* [WORK TO DO] Rewrite the entries below, changing "single pin" to "single marker" wherever it occurs and leaving everything else unchanged.

[Coordinate annotation entries]

## START

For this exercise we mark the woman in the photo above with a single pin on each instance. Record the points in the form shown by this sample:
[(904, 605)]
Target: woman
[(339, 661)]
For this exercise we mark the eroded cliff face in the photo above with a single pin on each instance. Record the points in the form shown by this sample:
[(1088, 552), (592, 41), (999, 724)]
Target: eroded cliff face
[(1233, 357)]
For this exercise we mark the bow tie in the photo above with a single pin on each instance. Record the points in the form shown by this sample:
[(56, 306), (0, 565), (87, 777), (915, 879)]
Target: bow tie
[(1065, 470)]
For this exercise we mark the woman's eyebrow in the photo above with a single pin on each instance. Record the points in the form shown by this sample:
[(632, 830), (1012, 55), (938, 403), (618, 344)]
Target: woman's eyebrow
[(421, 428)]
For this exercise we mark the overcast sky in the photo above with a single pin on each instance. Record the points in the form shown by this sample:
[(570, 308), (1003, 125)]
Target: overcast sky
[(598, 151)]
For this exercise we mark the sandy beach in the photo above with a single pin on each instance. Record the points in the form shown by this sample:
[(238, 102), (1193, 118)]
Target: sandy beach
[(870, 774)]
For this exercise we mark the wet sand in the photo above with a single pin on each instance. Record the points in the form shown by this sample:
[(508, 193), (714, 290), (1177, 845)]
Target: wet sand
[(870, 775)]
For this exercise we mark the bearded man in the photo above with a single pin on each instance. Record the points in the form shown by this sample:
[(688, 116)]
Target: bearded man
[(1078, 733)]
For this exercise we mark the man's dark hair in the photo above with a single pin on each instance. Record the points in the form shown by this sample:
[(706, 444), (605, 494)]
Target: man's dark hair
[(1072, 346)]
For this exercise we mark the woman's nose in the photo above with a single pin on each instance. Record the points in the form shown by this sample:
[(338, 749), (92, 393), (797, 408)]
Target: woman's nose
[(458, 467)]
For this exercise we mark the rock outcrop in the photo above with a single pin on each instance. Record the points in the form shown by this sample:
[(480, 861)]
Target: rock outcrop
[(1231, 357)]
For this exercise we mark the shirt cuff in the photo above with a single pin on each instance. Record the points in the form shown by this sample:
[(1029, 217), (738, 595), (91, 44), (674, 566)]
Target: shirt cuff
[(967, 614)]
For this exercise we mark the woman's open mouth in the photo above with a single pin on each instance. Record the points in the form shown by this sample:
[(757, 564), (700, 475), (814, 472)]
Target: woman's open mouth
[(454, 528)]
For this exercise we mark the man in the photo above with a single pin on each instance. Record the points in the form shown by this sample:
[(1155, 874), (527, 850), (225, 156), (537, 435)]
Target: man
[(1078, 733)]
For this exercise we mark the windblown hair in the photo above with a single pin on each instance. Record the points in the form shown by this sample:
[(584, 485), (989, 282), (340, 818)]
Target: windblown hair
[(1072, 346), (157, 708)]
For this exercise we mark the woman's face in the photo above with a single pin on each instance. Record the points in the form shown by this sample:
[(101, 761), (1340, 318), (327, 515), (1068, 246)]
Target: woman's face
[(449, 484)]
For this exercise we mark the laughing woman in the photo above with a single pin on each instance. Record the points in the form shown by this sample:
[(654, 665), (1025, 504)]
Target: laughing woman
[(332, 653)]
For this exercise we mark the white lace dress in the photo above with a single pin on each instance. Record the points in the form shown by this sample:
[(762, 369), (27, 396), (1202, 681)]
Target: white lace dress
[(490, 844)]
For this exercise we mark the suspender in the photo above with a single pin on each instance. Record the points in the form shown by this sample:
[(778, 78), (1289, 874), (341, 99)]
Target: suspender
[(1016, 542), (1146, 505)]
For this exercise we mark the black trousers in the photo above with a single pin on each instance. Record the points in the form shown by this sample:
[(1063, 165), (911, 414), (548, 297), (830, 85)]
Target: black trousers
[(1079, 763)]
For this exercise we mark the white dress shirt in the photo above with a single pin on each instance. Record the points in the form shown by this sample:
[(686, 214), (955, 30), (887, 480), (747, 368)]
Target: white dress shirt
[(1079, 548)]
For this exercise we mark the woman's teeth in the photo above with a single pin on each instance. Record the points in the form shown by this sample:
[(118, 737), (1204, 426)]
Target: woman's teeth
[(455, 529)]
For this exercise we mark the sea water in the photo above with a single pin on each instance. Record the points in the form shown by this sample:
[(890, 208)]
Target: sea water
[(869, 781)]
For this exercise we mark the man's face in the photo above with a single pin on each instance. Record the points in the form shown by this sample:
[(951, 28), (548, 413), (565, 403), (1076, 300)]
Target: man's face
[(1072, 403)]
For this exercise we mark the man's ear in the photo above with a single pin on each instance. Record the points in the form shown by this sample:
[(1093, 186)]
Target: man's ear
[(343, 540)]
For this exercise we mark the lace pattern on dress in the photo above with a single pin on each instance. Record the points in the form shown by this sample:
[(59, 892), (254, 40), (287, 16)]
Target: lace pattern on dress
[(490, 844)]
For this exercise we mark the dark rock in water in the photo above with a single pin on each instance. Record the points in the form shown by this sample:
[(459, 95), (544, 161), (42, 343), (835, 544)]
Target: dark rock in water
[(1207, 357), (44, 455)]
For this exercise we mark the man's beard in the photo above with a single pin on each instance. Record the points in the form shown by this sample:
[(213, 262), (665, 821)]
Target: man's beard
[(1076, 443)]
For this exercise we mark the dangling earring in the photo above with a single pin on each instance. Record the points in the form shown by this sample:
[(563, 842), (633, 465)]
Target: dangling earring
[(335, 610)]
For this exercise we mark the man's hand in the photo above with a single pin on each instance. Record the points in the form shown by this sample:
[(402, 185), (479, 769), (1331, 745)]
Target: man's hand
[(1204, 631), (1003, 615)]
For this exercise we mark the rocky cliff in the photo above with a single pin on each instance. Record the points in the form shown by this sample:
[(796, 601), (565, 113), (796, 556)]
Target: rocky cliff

## END

* [OUTPUT OF THE TASK]
For this exercise we mark the woman in the photo above with a single marker on each instance. Record the points in the form shown by this sample:
[(904, 605)]
Target: woman
[(339, 661)]
For this exercise we mark the eroded cliff face in the photo above with a single marker on each instance. Record the points in the form shown by this sample:
[(1088, 552), (592, 41), (999, 724)]
Target: eroded cliff face
[(1233, 357)]
For this exercise we mark the bow tie in the photo above with a single marker on each instance. Record the points in the form shown by this sample:
[(56, 306), (0, 565), (87, 777), (915, 879)]
Target: bow tie
[(1065, 470)]
For this exercise we mark the woman's eyebrow in the photo above with a single marker on each instance. Record the points in the form shown by this sample:
[(632, 830), (1012, 55), (938, 403), (618, 344)]
Target: woman's eyebrow
[(421, 428)]
For this exercise we mark the overcast sky in the photo above with a single marker on each instance. Record the points in the form shown by this sample:
[(570, 308), (1003, 125)]
Target: overcast sky
[(598, 151)]
For this exercise we mark the sandy beach in the photo above with a single marker on each instance. Record the points in the form shown by this sample:
[(238, 102), (1193, 118)]
Target: sandy beach
[(870, 774)]
For this exercise we mark the wet sand in the photo above with a single marker on each instance. Record the points in the form shown by this sample:
[(508, 193), (714, 290), (1177, 845)]
Target: wet sand
[(870, 775)]
For this exercise we mark the bearded man in the photo above with a single marker on each instance. Record the points in the form shown by this sample:
[(688, 116)]
Target: bearded man
[(1078, 733)]
For this exercise we mark the man's dark hair in the photo above with a single marker on each instance. Record the points in the form shown by this sample:
[(706, 444), (605, 494)]
Target: man's dark hair
[(1072, 346)]
For this exercise we mark the woman's nose in the photo above with a single marker on each instance. Record the points in the form shown by this sample:
[(338, 749), (92, 393), (797, 408)]
Target: woman's nose
[(458, 467)]
For this exercise we mark the rock outcrop in the photo above with a single marker on each instance. Record the points in the form shown by this sample:
[(480, 861)]
Target: rock outcrop
[(1231, 357)]
For this exercise we mark the shirt cuff in the photo above with a single marker on each instance. Record the points in the form shown by this sample:
[(1029, 217), (738, 595), (91, 44), (674, 566)]
Target: shirt cuff
[(967, 614)]
For this exercise we mark the woman's open mouth in the photo above with a single marker on each instance. Record the points in the form shown by this sample:
[(757, 564), (700, 475), (814, 472)]
Target: woman's open mouth
[(454, 528)]
For this exercise we mark the man in the photo above with a single marker on each instance. Record the points in the form shown by this sample:
[(1155, 874), (527, 850), (225, 156), (537, 435)]
Target: man
[(1078, 733)]
For this exercise we mark the windblown hair in the photo above with a single marker on each instance. Record the points in the form shown by this sample:
[(584, 485), (989, 282), (340, 818)]
Target: windblown hair
[(1072, 346), (157, 708)]
For this exercise we mark the woman's face in the photo above with a single marker on each instance. Record the points in the form shown by this sample:
[(101, 761), (1340, 318), (327, 515), (1068, 246)]
Target: woman's face
[(449, 484)]
For this exercise we mark the laughing woman in the photo above with a single marker on each instance. Record the points in the form shown by this sample:
[(654, 665), (1025, 504)]
Target: laughing woman
[(332, 653)]
For this exercise we mark the white lace dress in the photo above with a single marker on each instance. Record the points in the form shown by this sample:
[(762, 369), (27, 396), (1202, 681)]
Target: white lace dress
[(490, 844)]
For this exercise we mark the suspender in the photo above with a single marker on each instance. Record the points in the form shown by this sample:
[(778, 78), (1289, 874), (341, 99)]
Target: suspender
[(1016, 542), (1146, 505)]
For this exercise we mark the black trousers in the photo above with a single marker on each instance. Record the points in the form shown by this sample:
[(1063, 165), (911, 414), (548, 297), (830, 85)]
Target: black trousers
[(1079, 763)]
For this exercise we mark the white dress shirt in the photo above with a single marker on each instance. Record the points in the form shown by this sample:
[(686, 214), (955, 30), (887, 480), (747, 368)]
Target: white dress shirt
[(1079, 548)]
For this exercise we mark the woman's teeth in the photo above with a single marker on each instance. Record the points in the form shown by this sample:
[(118, 737), (1204, 426)]
Target: woman's teeth
[(455, 529)]
For this exercise we mark the sea water in the photo above with a single marker on each instance. Record the points in the form shown by this sample:
[(890, 208)]
Target: sea water
[(869, 781)]
For this exercise we mark the man's face in the photo above with a single marker on each instance. Record the points in the form shown by this sample:
[(951, 28), (548, 413), (565, 403), (1076, 300)]
Target: man's face
[(1072, 403)]
For this exercise we mark the man's ear in the photo above with a single marker on each instance. Record the points in the form shown by this sample:
[(1093, 186)]
Target: man's ear
[(343, 540)]
For this exercise we mark the lace pattern on dress in the photo above with a single marker on each instance. Record the points in the form shown by this sample:
[(59, 892), (254, 40), (287, 16)]
Target: lace pattern on dress
[(490, 844)]
For this exercise we mark the dark rock in water in the photo above with a single marker on each instance. Record the points in the form shown by this sample:
[(459, 95), (544, 161), (42, 343), (835, 544)]
Target: dark rock in water
[(1207, 357), (44, 455)]
For this exercise we mark the man's beard in the photo above with a single marker on each instance. Record the points in the form shown by this sample:
[(213, 262), (665, 821)]
Target: man's beard
[(1076, 443)]
For this exercise we mark the dangling earring in the photo above with a single marker on each instance. Record the points in the form shown by this sample:
[(563, 842), (633, 465)]
Target: dangling earring
[(335, 610)]
For this exercise we mark the man's hand in the photo above with a single marker on each instance. Record the points in the form shown by this sample:
[(402, 185), (479, 769), (1331, 745)]
Target: man's hand
[(1204, 631), (1003, 615)]
For this exercise we mark the rocky cliff in the photo above with a single marker on each instance. Record the points in the form shown by this sample:
[(796, 601), (565, 113), (796, 556)]
Target: rocky cliff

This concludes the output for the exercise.